Top of Data in this exercise

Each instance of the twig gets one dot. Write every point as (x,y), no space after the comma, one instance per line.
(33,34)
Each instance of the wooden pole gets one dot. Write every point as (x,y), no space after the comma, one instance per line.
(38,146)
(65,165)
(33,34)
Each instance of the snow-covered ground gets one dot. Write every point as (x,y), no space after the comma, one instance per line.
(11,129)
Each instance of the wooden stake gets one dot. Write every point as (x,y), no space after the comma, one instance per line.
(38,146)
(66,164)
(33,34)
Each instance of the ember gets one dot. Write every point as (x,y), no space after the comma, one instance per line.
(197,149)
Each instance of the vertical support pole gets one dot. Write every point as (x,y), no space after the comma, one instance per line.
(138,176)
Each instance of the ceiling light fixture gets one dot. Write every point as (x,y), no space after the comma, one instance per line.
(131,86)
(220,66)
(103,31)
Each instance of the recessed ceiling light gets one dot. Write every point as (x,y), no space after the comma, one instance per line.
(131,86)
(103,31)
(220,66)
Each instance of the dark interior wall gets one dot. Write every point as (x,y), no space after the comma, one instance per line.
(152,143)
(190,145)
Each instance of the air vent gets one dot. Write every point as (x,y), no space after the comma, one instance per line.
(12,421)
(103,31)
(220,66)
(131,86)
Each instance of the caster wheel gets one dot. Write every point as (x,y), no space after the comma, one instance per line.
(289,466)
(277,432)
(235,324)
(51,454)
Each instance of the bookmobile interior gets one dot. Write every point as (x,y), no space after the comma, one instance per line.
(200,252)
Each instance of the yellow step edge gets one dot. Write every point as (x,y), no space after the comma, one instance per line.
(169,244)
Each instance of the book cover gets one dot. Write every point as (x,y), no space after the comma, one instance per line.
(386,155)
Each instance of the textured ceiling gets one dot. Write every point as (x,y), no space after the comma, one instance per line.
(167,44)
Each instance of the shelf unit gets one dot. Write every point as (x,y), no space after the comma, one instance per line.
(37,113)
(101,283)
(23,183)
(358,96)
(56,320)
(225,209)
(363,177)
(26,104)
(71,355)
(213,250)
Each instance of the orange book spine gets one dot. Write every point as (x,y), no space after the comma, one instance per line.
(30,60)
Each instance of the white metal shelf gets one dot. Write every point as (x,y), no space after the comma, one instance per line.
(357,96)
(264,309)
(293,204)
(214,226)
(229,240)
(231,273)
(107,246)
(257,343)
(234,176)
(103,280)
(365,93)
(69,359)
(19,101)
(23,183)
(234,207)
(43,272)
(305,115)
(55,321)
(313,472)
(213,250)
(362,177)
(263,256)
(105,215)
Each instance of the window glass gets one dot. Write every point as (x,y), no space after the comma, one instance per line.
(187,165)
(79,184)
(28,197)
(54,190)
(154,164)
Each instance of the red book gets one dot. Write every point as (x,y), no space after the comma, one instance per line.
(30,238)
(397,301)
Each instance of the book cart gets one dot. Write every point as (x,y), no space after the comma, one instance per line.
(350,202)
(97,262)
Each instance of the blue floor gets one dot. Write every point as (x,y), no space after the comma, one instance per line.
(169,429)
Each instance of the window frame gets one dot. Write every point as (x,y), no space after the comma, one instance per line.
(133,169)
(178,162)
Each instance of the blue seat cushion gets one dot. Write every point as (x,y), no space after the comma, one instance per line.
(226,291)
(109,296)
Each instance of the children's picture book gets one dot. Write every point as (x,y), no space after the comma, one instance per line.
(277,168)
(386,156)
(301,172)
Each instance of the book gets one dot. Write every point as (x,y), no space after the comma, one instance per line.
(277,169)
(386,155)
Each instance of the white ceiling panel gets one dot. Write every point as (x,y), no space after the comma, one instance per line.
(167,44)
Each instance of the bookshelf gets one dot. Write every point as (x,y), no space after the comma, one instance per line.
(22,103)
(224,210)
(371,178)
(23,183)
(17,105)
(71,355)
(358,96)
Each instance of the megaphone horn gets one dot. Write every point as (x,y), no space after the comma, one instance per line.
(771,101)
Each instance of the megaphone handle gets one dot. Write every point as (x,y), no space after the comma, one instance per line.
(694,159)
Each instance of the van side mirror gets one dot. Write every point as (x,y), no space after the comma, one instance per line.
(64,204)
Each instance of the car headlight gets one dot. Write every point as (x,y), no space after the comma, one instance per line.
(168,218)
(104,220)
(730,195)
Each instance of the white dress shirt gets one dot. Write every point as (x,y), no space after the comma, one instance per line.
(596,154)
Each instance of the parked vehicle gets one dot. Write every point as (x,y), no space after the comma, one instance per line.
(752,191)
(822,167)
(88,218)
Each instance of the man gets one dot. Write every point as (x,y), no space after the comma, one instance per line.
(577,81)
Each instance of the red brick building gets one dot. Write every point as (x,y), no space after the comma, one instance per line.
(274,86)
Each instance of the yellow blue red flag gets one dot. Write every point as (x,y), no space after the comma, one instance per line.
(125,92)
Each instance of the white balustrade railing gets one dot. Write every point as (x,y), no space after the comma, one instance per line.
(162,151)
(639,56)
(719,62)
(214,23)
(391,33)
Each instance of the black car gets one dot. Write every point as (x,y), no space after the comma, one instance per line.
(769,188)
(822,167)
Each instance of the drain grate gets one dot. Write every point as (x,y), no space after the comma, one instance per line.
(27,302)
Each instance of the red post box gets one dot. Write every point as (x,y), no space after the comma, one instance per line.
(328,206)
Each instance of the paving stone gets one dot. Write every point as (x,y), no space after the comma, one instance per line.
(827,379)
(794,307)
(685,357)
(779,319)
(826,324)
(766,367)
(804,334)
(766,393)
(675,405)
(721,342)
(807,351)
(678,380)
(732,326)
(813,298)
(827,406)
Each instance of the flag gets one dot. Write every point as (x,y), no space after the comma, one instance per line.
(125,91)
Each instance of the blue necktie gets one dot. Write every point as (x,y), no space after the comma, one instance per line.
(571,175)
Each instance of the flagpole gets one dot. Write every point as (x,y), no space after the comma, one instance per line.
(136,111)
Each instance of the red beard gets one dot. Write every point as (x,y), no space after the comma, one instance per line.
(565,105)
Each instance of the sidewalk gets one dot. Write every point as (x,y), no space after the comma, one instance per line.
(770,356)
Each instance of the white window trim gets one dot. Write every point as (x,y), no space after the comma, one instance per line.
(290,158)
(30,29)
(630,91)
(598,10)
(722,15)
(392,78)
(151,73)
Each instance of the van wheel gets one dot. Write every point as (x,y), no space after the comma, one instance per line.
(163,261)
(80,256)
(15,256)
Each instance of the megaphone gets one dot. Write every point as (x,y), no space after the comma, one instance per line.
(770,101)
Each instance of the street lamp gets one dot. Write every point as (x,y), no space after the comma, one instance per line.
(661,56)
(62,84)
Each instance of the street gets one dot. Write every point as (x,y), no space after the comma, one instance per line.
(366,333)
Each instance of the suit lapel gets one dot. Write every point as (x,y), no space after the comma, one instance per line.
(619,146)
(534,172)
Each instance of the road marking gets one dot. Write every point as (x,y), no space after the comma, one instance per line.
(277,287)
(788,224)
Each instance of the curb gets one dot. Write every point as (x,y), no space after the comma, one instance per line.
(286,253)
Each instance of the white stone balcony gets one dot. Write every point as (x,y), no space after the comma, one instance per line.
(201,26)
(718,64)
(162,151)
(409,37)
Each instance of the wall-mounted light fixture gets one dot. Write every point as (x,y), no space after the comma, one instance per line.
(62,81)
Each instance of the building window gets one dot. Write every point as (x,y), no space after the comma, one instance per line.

Bottom of Data in this exercise

▶ **Try it**:
Everything from the line containing "Each instance of the wall-mounted" through the last line above should be copied exactly, please, with nothing added.

▶ **Answer section**:
Each instance of the wall-mounted light fixture gets one dot. Write every point as (x,y), no space after the comma, one instance per line.
(62,81)
Each instance of the building window gets one dot. Write every point as (x,y), no space after the comma, one instance per line.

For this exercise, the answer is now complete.